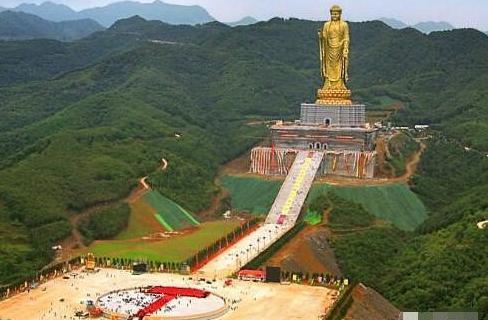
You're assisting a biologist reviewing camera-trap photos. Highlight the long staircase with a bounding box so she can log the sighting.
[198,151,324,278]
[266,151,324,227]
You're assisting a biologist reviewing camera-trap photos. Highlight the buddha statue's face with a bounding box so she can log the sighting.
[330,10,341,21]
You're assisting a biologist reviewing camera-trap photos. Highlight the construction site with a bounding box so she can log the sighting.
[0,5,410,320]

__What is required__.
Recast the items above as a two-column CSV with the header columns "label_request" and "bounding_box", one row per item. Put the item's text and its answer each in a single quoted field, with line breaks turned into spaces, and leave the pictures out.

__Task result__.
label_request,bounding_box
"You're assisting a biologist reviewing camera-trap photos. Highlight the long staircase with a bounding box so she can log the sighting.","[198,151,324,278] [266,151,324,227]"
"You're assisting a biologist reviewing camera-trap photos. Highlight the buddha statue's face with a bounding box so she can log the sighting.","[330,10,341,21]"
"You're assisting a biologist reviewing camera-trap photos. Highlight the construction site with a bounding box so she can log the sighting.","[0,5,410,320]"